▸ **Your task**
Could the listing below be returned exactly, with its pictures left out?
##### Records to process #####
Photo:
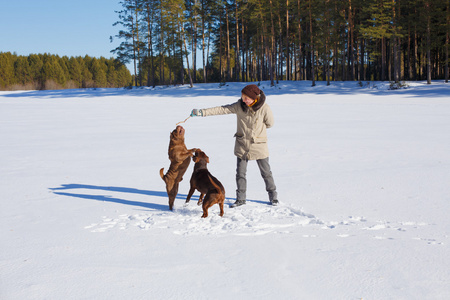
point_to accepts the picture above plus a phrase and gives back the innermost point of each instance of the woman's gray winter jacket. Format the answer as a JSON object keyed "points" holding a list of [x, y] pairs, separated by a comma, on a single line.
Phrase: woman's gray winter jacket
{"points": [[252, 122]]}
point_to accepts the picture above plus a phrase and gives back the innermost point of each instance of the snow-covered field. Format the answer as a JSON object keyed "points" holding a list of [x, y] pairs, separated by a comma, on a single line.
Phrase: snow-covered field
{"points": [[363, 177]]}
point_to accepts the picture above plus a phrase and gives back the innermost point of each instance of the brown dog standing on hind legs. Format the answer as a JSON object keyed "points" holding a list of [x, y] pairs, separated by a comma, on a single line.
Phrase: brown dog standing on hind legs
{"points": [[209, 187], [179, 157]]}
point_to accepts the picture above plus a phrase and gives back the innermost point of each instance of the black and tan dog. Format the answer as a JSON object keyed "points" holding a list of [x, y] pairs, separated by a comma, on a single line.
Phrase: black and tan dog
{"points": [[211, 190], [179, 157]]}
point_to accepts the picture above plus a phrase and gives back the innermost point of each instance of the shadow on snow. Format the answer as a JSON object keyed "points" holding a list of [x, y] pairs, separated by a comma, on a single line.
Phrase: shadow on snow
{"points": [[106, 198]]}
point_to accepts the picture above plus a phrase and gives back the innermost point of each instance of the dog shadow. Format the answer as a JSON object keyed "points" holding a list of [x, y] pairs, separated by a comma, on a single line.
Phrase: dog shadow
{"points": [[68, 190]]}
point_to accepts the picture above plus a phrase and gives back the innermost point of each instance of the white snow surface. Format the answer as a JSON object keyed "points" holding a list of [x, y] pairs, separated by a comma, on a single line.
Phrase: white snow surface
{"points": [[363, 176]]}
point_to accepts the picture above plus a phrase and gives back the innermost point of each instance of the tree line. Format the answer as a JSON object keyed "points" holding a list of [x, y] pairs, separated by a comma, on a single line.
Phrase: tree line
{"points": [[250, 40], [46, 71]]}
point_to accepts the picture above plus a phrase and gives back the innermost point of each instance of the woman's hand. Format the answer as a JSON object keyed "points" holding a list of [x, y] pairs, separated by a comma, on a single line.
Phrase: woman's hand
{"points": [[196, 113]]}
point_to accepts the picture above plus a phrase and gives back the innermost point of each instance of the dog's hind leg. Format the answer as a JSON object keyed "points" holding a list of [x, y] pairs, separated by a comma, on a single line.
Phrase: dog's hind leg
{"points": [[172, 195], [191, 192]]}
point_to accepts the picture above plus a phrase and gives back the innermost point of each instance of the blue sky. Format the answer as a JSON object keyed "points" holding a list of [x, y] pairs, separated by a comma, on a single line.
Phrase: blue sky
{"points": [[62, 27]]}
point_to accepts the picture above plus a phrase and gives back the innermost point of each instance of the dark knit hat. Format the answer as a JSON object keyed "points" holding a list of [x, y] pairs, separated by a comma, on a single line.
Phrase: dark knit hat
{"points": [[251, 91]]}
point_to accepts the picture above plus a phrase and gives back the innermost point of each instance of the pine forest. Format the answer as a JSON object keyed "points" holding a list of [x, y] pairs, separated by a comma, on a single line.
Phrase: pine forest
{"points": [[168, 42]]}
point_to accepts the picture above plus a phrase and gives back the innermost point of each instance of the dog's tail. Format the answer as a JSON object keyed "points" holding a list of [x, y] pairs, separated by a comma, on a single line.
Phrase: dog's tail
{"points": [[218, 188], [161, 173]]}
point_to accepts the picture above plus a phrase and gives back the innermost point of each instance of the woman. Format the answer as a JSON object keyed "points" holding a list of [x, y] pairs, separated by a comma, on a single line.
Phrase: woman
{"points": [[254, 116]]}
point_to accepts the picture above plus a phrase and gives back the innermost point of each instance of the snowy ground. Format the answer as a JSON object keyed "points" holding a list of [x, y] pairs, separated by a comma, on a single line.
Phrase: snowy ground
{"points": [[362, 174]]}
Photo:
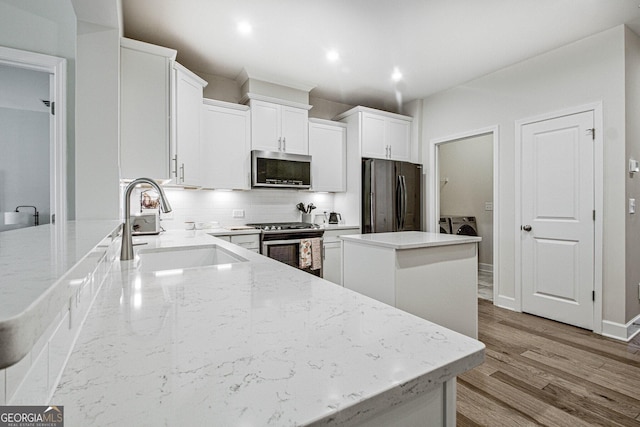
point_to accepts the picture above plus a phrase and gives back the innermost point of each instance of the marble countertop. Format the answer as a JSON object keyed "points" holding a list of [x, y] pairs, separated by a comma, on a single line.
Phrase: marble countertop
{"points": [[249, 343], [33, 261], [409, 239]]}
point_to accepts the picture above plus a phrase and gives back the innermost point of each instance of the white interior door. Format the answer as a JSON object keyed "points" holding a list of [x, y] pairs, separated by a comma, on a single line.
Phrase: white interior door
{"points": [[557, 228]]}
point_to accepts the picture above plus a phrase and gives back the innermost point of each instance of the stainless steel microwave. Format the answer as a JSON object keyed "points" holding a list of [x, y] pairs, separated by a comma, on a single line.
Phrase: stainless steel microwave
{"points": [[280, 170]]}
#####
▸ **Solution for this task**
Photo:
point_to accepts the picture above plus a phrase and gives back the innermost point of each instance of the woman's gray winter jacket. Format the answer as a JSON object keyed "points" holding a list of [x, y] pairs, separated by a comma, on a single line.
Phrase: woman's gray winter jacket
{"points": [[252, 122]]}
point_to accepts the picture above plus a phrase and gives back the innermost point of each instance of the snow-covered field. Format the answer as a JSON object keyed "points" holding a list of [x, y] pairs, separated by a comma, on a single line.
Phrase: snow-covered field
{"points": [[363, 177]]}
point_to accepts the picture above plus a phrase and gives back the innermost point of each instance of the brown dog standing on hind legs. Format the answer as a JSON object keyed "points" holding a list of [x, y] pairs, separated by a comma, on a single line.
Phrase: brown dog standing on hind legs
{"points": [[209, 187], [179, 157]]}
point_to accepts the picture above plus a phrase and gives back the innermost point of each instance of the black and tan dog. Format the answer as a JSON object keyed "points" holding a list of [x, y] pairs, separated by a comma, on a single line.
Phrase: black and tan dog
{"points": [[211, 190], [179, 157]]}
point_to accepts the picture above plus a phrase and gives back the innermost point of each instance of the shadow on snow. Format the answer as a JSON object keyed "points" holding a list of [x, y] pairs, separated by a comma, on a single line.
Phrase: shadow on snow
{"points": [[106, 198]]}
point_to accepts the picture above plus a phrase and gives back the innermost point of each instance of the dog shadow. Format the answer as a JSON object keyed "points" holding a list of [x, y] pairs, separated by a comma, on a single line.
Phrase: dog shadow
{"points": [[68, 190]]}
point_to accepts the picture above plus a phrase and gives back the innermost point of each instance of the white snow surface. Format the answer as a JSON object keyed "points" holding a list of [x, y] pairs, separated by a comma, on a single line.
Phrase: white snow surface
{"points": [[363, 176]]}
point_to accepts the picture above plus a phrase and gives back the innermost point of each instance of the tree line. Format the answer as a JSON object keyed "points" holding a list of [x, y] pairs, separated by a comma, on a single line.
Phrase: tree line
{"points": [[250, 40], [46, 71]]}
point_to accepts the picture above plus a phrase and gives back the innermost point of each instance of the woman's hand. Format the answer as a JSON object keyed "points" holding a list of [x, y] pairs, separated by a comma, on a single line.
Phrase: woman's hand
{"points": [[196, 113]]}
point_to accepts the picture above plus a phrase and gives back the innermost point of each instance of the dog's hind leg. Format the answer as a JSON object keyed "points" holding a list of [x, y] pairs, separated by a comma, on a single line.
Phrase: dog's hind leg
{"points": [[172, 195], [191, 192]]}
point_to accepts the picture above plus a phrase and gives back the innermost point of each instance of the blue sky. Format the answer as a JSON object keyed "points" holding a list of [x, y] pairs, separated by a comma, on a single line.
Phrase: blue sky
{"points": [[62, 27]]}
point_to accepts the picture above plus a phrase and gives back the innermost point of each instance of the dark knit hat. Format the answer as a JSON object keyed "points" holding a list of [x, y] pairs, separated by a comma, on a single line.
Phrase: dark knit hat
{"points": [[251, 91]]}
point_to accepts the picture above plus a phrase and gives back the innermost point of each instance of the pine forest. Format the answer as a JSON object keyed "points" holding a list of [x, y] pairs, separated by a comma, on a single line.
Phrase: pine forest
{"points": [[168, 42]]}
point_to accepts the picture above plus a phrase and gives back the innermost point of each instance of the dog's tail. Format the answer as a JSON object keyed "points" holding a list of [x, y] pairs, separated by a comma, on a single line.
Phrase: dog's tail
{"points": [[218, 188], [161, 173]]}
point_to accepts the picture above plus a phrase and gives back the innermost point of each instance of the woman. Format the answer as a JSON object keyed "points" holding a list of [x, y] pairs, separated by a comma, on a single line.
Phrase: woman
{"points": [[254, 116]]}
point_to accepts the picture above plus a phrase and gives back the innermost point of each instance of the snowy ground. Format the answer as a JSON object keyed "points" holding a list of [x, y] pairs, separated by a comma, on a single line.
Phrase: snowy ground
{"points": [[362, 174]]}
Photo:
point_to accepts the picture above plus a phrase and gives back the innermost point of each instance of the marble countertop. Format the answer as a JSON object keyed "points" holding a list of [x, y] pairs, separated by a comma, on a single line.
Phrase: marble countertop
{"points": [[249, 343], [33, 261], [409, 239]]}
point_to accepts the picture above plus a phrase and gives back the innermost point of each instance of the white interior door. Format the answer as a JSON object keyed "points" holding a list of [x, y] pairs, separated by a comma, on a single line.
Phrase: white interior door
{"points": [[557, 228]]}
point_to accepts the picture above plus a phrase and gives back the innermost point of each instance of the stainless steel microwave. Format the answer as a JSON object keyed "points" holding a list of [x, y] pairs, separated by a comma, on a single line.
Phrase: stainless steel microwave
{"points": [[280, 170]]}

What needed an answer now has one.